**REQUIREMENT:**
Each line below from the one containing "lookup bare tree branch --output bbox" through the one containing "lookup oak leaf --output bbox" is to be given again exactly, and no line outside that span.
Content starts
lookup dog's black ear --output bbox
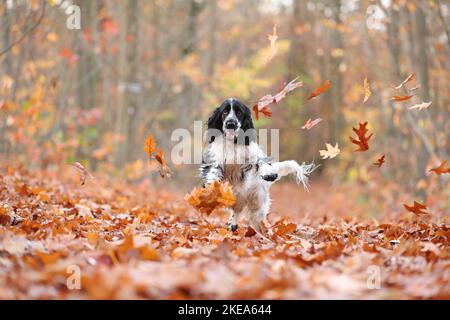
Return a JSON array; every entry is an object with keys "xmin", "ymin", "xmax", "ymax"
[
  {"xmin": 206, "ymin": 106, "xmax": 223, "ymax": 143},
  {"xmin": 239, "ymin": 105, "xmax": 256, "ymax": 145}
]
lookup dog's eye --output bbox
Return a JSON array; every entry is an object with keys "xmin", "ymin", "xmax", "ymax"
[
  {"xmin": 223, "ymin": 110, "xmax": 229, "ymax": 115},
  {"xmin": 236, "ymin": 110, "xmax": 242, "ymax": 116}
]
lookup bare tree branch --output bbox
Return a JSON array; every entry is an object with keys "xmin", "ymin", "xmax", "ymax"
[{"xmin": 0, "ymin": 3, "xmax": 46, "ymax": 57}]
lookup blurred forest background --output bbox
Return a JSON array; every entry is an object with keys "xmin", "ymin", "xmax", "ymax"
[{"xmin": 0, "ymin": 0, "xmax": 448, "ymax": 197}]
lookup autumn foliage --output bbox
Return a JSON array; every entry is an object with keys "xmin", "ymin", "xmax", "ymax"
[{"xmin": 0, "ymin": 166, "xmax": 448, "ymax": 299}]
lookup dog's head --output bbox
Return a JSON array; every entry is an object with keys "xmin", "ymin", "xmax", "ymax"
[{"xmin": 206, "ymin": 98, "xmax": 255, "ymax": 145}]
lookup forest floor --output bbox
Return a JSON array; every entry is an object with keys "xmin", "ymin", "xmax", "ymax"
[{"xmin": 0, "ymin": 165, "xmax": 449, "ymax": 299}]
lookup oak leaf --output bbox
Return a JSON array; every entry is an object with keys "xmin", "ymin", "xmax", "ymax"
[
  {"xmin": 403, "ymin": 201, "xmax": 429, "ymax": 216},
  {"xmin": 349, "ymin": 122, "xmax": 373, "ymax": 151}
]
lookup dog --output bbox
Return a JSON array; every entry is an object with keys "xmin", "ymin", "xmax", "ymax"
[{"xmin": 200, "ymin": 98, "xmax": 316, "ymax": 234}]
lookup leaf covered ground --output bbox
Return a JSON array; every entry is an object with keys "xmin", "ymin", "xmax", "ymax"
[{"xmin": 0, "ymin": 166, "xmax": 449, "ymax": 299}]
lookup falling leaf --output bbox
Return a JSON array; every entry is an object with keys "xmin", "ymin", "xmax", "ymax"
[
  {"xmin": 408, "ymin": 84, "xmax": 421, "ymax": 92},
  {"xmin": 185, "ymin": 181, "xmax": 236, "ymax": 215},
  {"xmin": 301, "ymin": 118, "xmax": 323, "ymax": 130},
  {"xmin": 319, "ymin": 142, "xmax": 340, "ymax": 159},
  {"xmin": 429, "ymin": 160, "xmax": 450, "ymax": 175},
  {"xmin": 252, "ymin": 77, "xmax": 303, "ymax": 120},
  {"xmin": 71, "ymin": 162, "xmax": 92, "ymax": 186},
  {"xmin": 403, "ymin": 201, "xmax": 429, "ymax": 216},
  {"xmin": 154, "ymin": 149, "xmax": 172, "ymax": 178},
  {"xmin": 373, "ymin": 155, "xmax": 385, "ymax": 168},
  {"xmin": 349, "ymin": 122, "xmax": 373, "ymax": 151},
  {"xmin": 307, "ymin": 80, "xmax": 332, "ymax": 100},
  {"xmin": 144, "ymin": 135, "xmax": 171, "ymax": 178},
  {"xmin": 408, "ymin": 101, "xmax": 432, "ymax": 111},
  {"xmin": 392, "ymin": 73, "xmax": 415, "ymax": 90},
  {"xmin": 391, "ymin": 95, "xmax": 414, "ymax": 102},
  {"xmin": 266, "ymin": 25, "xmax": 278, "ymax": 63},
  {"xmin": 144, "ymin": 135, "xmax": 156, "ymax": 160},
  {"xmin": 363, "ymin": 77, "xmax": 371, "ymax": 103}
]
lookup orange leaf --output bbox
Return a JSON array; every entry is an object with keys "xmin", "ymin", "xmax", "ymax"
[
  {"xmin": 185, "ymin": 181, "xmax": 236, "ymax": 215},
  {"xmin": 349, "ymin": 121, "xmax": 373, "ymax": 151},
  {"xmin": 144, "ymin": 135, "xmax": 156, "ymax": 159},
  {"xmin": 403, "ymin": 201, "xmax": 429, "ymax": 216},
  {"xmin": 154, "ymin": 149, "xmax": 172, "ymax": 178},
  {"xmin": 391, "ymin": 95, "xmax": 413, "ymax": 102},
  {"xmin": 429, "ymin": 160, "xmax": 450, "ymax": 175},
  {"xmin": 307, "ymin": 80, "xmax": 332, "ymax": 100}
]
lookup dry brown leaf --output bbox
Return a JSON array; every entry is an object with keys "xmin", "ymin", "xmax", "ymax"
[
  {"xmin": 252, "ymin": 77, "xmax": 303, "ymax": 120},
  {"xmin": 185, "ymin": 181, "xmax": 236, "ymax": 215},
  {"xmin": 392, "ymin": 73, "xmax": 415, "ymax": 90}
]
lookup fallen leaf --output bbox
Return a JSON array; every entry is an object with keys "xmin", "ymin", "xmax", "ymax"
[
  {"xmin": 349, "ymin": 122, "xmax": 373, "ymax": 151},
  {"xmin": 301, "ymin": 118, "xmax": 323, "ymax": 130},
  {"xmin": 319, "ymin": 142, "xmax": 340, "ymax": 159},
  {"xmin": 307, "ymin": 80, "xmax": 332, "ymax": 100},
  {"xmin": 408, "ymin": 101, "xmax": 432, "ymax": 111},
  {"xmin": 363, "ymin": 77, "xmax": 371, "ymax": 103}
]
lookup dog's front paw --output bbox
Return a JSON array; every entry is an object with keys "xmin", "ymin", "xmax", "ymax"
[{"xmin": 262, "ymin": 173, "xmax": 278, "ymax": 182}]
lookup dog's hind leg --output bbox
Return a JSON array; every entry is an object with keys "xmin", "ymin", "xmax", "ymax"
[{"xmin": 248, "ymin": 193, "xmax": 270, "ymax": 236}]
Content ends
**ANSWER BOX:**
lookup bare tree branch --output bbox
Return a JSON array; every entry is an object with keys "xmin", "ymin", "xmax", "ymax"
[{"xmin": 0, "ymin": 3, "xmax": 46, "ymax": 57}]
lookup blurred forest background --output bbox
Return a JSON array; every entry is an object with keys "xmin", "ymin", "xmax", "ymax"
[{"xmin": 0, "ymin": 0, "xmax": 448, "ymax": 197}]
lookup autumn foliage --output bbox
Return a JSON array; every entry is an object with keys "xmin", "ymin", "xmax", "ymax"
[{"xmin": 0, "ymin": 166, "xmax": 448, "ymax": 299}]
lookup dog's head --output bbox
Return a JSON array; every entry is an object with keys "xmin", "ymin", "xmax", "ymax"
[{"xmin": 206, "ymin": 98, "xmax": 255, "ymax": 145}]
lookup forest floor --output bbox
Return a JSON array; every entry is an object with keys "xmin", "ymin", "xmax", "ymax"
[{"xmin": 0, "ymin": 165, "xmax": 449, "ymax": 299}]
lookup oak leaf --output bbox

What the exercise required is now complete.